Klingensmith v. Klingensmith

Decision Date22 November 1921
Docket Number33995
Citation185 N.W. 75,193 Iowa 350
PartiesEDWARD KLINGENSMITH et al., Appellees, v. GEORGE KLINGENSMITH et al., Appellants; J. E. HAMILTON, Intervener, Appellee
CourtIowa Supreme Court

REHEARING DENIED MARCH 11, 1922.

Appeal from Madison District Court.--H. S. DUGAN, Judge.

ACTION in equity to have canceled quitclaim deeds executed by plaintiff, conveying his expectant interest as heir in certain real estate, and to have same construed as security for moneys advanced by defendants on behalf of plaintiff. Decree entered finding the equities in favor of plaintiff.

Affirmed.

Sam C Smith and W. T. Guiher, for appellants.

J. A Merritt and W. S. Cooper, for appellees.

DE GRAFF, J. EVANS, C. J., WEAVER and PRESTON, JJ., concur.

OPINION

DE GRAFF, J.

Samuel Klingensmith died intestate June 12, 1917 seized of certain Iowa real estate of the value of about $ 28,000, and personal property of the value of about $ 2,500. His heirs at law are Edward Klingensmith plaintiff and Geo. Klingensmith, Victoria Klingensmith, Melissa Bonham and Sarah Smith defendants herein.

PROMPT A: According to the Klingensmith case, on what date did Samuel Klingensmith die?
PROMPT B: Decide whether each statement agrees with the Klingensmith case, and support each yes or no with the deciding words quoted from it: (i) Samuel Klingensmith left a will. (ii) The appeal came from the Madison District Court. (iii) The Iowa Supreme Court reversed the decree.
PROMPT C: Carry on the Klingensmith case opinion past its final sentence.
The lines after this sentence play no part in any of these tasks.

SUPPLIED RECORDS:
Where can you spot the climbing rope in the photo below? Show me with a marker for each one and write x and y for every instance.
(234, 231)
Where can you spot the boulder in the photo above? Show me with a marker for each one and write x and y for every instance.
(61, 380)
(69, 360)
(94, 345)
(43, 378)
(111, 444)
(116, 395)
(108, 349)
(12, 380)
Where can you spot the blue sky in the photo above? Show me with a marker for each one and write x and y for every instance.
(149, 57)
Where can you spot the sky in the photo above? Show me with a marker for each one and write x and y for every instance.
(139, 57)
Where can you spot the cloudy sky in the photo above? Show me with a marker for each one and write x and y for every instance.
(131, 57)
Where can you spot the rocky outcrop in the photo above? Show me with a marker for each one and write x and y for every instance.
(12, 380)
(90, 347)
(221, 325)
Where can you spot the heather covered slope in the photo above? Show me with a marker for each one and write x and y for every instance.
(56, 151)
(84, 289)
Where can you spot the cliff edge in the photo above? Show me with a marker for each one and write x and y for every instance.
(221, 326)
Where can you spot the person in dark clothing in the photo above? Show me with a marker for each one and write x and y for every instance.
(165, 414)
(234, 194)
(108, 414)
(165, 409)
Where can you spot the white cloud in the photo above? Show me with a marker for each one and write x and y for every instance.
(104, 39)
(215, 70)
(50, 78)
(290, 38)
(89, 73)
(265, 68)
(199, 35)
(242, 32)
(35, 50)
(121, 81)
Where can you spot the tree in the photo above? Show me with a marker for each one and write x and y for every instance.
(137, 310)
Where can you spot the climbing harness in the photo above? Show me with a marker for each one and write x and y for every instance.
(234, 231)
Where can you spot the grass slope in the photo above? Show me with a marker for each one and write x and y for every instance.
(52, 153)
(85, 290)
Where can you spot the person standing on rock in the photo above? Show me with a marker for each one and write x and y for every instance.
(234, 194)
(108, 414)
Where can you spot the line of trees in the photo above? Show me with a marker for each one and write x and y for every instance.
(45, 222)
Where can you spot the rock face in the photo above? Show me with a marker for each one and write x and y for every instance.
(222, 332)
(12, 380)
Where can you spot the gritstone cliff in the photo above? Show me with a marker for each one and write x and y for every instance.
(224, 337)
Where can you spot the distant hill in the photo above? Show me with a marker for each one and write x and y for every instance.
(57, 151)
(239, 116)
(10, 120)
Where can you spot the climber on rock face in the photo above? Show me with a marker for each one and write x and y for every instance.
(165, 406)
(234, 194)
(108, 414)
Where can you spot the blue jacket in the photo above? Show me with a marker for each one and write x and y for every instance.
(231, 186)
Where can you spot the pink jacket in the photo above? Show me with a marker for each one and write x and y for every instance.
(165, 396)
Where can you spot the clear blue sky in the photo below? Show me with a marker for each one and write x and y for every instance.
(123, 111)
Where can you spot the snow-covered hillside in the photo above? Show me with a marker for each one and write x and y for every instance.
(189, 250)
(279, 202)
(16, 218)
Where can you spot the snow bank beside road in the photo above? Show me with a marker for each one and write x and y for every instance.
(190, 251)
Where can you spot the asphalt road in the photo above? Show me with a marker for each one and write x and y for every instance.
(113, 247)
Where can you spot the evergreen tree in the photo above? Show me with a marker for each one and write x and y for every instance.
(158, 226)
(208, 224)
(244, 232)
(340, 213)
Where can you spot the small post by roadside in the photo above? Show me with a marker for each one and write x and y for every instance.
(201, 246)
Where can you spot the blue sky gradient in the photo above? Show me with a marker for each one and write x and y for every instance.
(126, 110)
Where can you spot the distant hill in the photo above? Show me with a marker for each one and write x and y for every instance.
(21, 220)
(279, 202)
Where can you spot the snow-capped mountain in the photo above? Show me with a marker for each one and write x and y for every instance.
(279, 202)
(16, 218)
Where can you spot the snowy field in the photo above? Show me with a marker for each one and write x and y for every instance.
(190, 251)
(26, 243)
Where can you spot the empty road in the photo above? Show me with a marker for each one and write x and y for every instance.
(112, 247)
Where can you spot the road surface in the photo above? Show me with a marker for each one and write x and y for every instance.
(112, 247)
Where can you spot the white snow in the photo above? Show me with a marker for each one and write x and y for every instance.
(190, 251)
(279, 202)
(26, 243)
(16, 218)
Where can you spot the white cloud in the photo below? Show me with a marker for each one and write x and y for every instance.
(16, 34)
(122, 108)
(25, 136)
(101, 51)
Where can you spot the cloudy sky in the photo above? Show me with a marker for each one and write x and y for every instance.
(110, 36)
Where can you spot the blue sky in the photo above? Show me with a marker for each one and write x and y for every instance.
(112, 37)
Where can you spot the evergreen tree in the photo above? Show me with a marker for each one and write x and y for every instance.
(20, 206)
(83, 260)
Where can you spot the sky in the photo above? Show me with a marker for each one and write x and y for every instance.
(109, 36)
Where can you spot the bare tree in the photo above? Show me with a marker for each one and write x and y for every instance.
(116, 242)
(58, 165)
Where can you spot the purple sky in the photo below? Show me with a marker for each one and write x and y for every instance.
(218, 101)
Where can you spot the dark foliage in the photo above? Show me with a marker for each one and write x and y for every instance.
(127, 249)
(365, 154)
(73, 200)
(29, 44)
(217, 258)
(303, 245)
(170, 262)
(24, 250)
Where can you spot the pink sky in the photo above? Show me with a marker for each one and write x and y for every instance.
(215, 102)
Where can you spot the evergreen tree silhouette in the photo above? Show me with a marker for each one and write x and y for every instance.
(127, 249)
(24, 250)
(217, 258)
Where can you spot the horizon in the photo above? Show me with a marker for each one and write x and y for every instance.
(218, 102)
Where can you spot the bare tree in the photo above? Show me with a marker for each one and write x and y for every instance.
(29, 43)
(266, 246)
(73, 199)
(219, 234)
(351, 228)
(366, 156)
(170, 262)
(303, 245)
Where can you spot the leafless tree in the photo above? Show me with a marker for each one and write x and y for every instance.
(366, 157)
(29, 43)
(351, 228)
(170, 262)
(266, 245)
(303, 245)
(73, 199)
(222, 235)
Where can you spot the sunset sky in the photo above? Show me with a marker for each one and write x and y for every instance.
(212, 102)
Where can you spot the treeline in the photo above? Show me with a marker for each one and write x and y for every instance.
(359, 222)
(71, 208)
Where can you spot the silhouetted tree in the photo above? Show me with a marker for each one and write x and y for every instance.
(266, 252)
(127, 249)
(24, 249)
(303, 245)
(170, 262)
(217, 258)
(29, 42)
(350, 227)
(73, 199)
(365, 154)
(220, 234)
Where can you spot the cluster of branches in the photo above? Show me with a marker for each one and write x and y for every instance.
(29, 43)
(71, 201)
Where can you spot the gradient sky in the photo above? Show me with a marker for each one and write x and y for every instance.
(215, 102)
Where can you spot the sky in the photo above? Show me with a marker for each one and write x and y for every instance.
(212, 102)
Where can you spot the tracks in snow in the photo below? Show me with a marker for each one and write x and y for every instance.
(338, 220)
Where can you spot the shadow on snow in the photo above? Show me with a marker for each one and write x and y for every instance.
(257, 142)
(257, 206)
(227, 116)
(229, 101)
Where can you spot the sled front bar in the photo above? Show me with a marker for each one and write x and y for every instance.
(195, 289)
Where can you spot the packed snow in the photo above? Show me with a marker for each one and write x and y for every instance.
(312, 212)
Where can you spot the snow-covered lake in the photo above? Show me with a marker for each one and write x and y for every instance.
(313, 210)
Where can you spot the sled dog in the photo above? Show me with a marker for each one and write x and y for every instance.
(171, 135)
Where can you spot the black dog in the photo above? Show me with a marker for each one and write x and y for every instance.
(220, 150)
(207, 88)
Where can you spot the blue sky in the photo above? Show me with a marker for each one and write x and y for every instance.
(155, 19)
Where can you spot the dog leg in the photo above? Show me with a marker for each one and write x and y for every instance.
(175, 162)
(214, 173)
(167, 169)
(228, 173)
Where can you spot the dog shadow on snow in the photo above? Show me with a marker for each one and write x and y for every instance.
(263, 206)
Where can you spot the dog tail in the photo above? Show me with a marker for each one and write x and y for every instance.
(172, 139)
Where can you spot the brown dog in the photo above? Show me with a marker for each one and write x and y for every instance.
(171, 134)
--
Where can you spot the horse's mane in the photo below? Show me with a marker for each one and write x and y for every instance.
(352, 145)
---
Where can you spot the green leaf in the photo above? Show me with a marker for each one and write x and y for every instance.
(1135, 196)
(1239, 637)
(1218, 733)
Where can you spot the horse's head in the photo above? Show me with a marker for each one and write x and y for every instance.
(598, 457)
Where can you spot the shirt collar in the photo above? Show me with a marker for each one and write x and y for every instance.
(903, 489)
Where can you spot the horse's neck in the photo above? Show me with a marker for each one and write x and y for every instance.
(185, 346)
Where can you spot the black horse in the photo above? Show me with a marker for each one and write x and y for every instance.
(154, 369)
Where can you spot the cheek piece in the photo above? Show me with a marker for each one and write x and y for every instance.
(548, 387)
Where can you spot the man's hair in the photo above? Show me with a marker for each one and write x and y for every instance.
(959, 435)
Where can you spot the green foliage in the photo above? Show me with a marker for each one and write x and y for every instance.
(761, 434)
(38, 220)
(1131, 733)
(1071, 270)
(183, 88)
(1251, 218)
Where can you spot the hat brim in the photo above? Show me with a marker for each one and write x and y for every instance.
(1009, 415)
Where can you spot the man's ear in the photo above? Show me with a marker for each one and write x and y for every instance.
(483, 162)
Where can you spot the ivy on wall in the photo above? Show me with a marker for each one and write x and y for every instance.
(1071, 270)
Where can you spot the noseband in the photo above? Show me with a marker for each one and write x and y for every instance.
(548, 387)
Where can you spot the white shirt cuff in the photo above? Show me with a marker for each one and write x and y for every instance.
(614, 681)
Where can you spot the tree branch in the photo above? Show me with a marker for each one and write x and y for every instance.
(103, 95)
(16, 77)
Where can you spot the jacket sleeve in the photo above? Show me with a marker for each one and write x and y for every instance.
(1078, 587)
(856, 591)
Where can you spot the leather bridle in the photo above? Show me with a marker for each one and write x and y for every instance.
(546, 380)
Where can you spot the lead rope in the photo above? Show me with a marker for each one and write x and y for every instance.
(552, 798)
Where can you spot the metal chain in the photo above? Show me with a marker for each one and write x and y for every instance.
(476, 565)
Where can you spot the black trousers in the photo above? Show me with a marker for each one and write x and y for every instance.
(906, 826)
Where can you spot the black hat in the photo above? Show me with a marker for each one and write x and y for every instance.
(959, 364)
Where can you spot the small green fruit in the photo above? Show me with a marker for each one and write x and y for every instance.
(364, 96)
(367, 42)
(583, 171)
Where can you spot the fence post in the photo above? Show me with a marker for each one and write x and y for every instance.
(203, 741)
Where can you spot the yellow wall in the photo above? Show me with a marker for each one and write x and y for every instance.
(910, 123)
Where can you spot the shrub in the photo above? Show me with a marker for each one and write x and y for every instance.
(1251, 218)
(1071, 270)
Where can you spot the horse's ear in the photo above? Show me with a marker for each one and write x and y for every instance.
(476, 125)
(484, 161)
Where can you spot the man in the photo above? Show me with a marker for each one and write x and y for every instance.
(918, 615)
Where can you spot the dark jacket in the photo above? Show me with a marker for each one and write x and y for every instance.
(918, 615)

OUTPUT A: June 12, 1917

OUTPUT B:
(i) No: "Samuel Klingensmith died intestate"
(ii) Yes: "Appeal from Madison District Court."
(iii) No: "Affirmed."

OUTPUT C:
The senior Klingensmith at the time of his death was a widower and the parties to this action are his children. It appears that prior to his father's death the son Edward had borrowed from the local banks small sums of money and his father had signed notes as surety with him. In June 1915 the various loans aggregated about $ 900. The banks holding these notes were insisting on payment and this fact seemed to worry the senior Klingensmith who was then about 84 years of age. Edward possessed little of this world's goods, and as the father was not desirous of placing a mortgage on his farm, it was talked over and orally agreed and understood between Edward and the other children that they would advance a loan sufficient to pay off Edward's indebtedness, and in consideration thereof Edward would quitclaim to them his expectant interest as heir in his father's estate. This was done.

It is the contention of the plaintiff Edward that the quitclaim deed so executed was executed and delivered upon the express agreement and understanding that after the father departed this life that his undivided one-fifth share of the estate should be held as security for the payment of the advances so made by the other children in liquidating his indebtedness.

It is the contention of the defendant-grantees that Edward intended to convey absolutely all of his title and interest in his father's estate, and they specifically deny that the grantor Edward has at this time any right title or interest as an heir at law in the estate of the decedent Samuel Klingensmith.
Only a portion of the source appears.